* GOAL *
Reproduce exactly the lines from the line containing "Mark one point per instance of the bird's belly." through the end of the records below, including both ends, and nothing else.

* RECORDS FOR PROCESSING *
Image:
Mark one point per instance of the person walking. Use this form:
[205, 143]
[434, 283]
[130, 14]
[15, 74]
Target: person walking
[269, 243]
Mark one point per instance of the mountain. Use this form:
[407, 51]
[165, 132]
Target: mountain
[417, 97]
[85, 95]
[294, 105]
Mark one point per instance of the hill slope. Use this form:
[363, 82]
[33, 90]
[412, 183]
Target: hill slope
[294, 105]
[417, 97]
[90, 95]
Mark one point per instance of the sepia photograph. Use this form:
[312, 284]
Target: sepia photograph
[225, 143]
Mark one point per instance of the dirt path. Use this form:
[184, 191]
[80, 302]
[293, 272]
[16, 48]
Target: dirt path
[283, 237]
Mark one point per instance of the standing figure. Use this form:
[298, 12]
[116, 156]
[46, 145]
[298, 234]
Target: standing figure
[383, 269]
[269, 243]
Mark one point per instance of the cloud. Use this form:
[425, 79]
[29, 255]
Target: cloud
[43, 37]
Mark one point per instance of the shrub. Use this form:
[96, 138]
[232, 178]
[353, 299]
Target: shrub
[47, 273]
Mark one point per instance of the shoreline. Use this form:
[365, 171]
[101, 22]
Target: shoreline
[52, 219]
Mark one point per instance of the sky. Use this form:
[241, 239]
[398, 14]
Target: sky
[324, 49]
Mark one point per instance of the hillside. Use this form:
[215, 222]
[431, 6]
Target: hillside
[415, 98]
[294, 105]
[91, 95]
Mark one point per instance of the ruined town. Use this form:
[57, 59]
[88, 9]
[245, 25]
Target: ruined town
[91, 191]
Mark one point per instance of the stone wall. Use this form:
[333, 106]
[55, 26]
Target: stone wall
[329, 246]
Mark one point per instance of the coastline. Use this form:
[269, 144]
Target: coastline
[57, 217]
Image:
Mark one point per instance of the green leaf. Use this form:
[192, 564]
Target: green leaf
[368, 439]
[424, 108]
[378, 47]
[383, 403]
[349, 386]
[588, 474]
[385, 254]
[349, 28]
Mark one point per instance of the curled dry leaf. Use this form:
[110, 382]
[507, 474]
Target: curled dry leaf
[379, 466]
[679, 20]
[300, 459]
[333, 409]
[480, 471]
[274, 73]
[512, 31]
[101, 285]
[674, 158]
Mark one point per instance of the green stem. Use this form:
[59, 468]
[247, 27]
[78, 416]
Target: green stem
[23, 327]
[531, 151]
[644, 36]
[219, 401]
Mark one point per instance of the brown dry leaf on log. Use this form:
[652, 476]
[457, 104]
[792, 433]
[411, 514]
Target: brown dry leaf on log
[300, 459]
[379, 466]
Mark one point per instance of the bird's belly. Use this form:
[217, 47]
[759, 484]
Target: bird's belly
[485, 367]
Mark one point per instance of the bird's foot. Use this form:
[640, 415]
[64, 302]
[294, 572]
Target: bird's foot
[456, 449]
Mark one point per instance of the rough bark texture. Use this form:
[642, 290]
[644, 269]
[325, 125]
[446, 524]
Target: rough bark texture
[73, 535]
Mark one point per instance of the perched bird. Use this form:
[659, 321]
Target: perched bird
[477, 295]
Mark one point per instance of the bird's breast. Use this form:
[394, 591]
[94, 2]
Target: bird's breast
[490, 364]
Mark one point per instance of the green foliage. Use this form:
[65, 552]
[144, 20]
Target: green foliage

* EXPECTED ANSWER *
Mark one point per instance of the bird's belly. Use this form:
[217, 47]
[759, 484]
Target: bird's belly
[485, 367]
Mark one point per instance of the bird's foot. Use this form:
[640, 415]
[64, 302]
[294, 572]
Target: bird's foot
[456, 449]
Mark one point per instance of the rough bark texture. Use this form:
[642, 290]
[644, 269]
[325, 125]
[446, 524]
Target: rough bark texture
[73, 535]
Mark one point per instance of the perched bird. Use this form:
[659, 321]
Target: perched bird
[477, 295]
Mark one point per instance of the bird's breast. Use this form:
[394, 591]
[94, 2]
Target: bird's breast
[490, 364]
Mark one point per instance of the green foliage. Use this form:
[65, 552]
[144, 20]
Target: green foliage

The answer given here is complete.